→ **Aim**
Copy out the rows below again without any change, starting from the first line and continuing through the line that contains "146;253;197;340", including that line.
───
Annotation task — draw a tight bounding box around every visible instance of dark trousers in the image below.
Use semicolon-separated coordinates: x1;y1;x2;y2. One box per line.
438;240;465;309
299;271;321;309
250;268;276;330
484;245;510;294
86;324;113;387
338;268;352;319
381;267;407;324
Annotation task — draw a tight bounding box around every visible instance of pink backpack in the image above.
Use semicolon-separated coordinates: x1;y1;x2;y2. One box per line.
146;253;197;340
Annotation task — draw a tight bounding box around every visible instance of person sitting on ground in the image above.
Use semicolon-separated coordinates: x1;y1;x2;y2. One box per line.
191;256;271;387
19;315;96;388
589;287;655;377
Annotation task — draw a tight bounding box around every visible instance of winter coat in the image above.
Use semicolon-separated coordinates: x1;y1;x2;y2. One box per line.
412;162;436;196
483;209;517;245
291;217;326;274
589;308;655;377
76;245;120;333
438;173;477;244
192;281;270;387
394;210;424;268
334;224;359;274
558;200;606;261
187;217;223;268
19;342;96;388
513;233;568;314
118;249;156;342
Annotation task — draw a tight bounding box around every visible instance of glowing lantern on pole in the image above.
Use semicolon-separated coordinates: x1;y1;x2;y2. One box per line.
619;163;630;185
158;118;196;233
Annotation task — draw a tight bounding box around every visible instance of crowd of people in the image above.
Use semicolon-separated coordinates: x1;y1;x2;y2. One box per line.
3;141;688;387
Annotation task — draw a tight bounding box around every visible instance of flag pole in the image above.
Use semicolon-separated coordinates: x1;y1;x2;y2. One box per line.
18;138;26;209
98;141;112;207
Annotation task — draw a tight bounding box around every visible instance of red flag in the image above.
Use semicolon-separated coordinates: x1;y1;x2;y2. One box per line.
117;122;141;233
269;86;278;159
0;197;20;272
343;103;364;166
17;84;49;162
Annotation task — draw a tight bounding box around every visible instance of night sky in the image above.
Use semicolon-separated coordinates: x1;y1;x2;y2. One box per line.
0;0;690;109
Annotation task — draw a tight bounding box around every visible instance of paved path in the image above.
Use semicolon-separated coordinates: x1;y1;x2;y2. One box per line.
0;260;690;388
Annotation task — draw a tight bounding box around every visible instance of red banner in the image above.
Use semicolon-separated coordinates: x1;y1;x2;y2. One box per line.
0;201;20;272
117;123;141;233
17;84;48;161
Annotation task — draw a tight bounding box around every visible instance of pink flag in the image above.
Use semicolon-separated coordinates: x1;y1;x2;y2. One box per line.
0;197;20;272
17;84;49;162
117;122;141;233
───
→ **Completed exercise**
Annotation task — draw a tight bounding box around every visible instance of dark trousers in the image below.
Use semicolon-separated coordinates: x1;y1;x2;y2. One box per line.
438;240;465;309
299;271;321;309
250;268;276;330
484;245;510;294
86;324;113;387
338;268;352;319
381;267;407;324
Annotation task — draw a tight bounding box around every visible instance of pink backpack in the image above.
Use semicolon-separated coordinates: x1;y1;x2;y2. One box per line.
146;253;197;340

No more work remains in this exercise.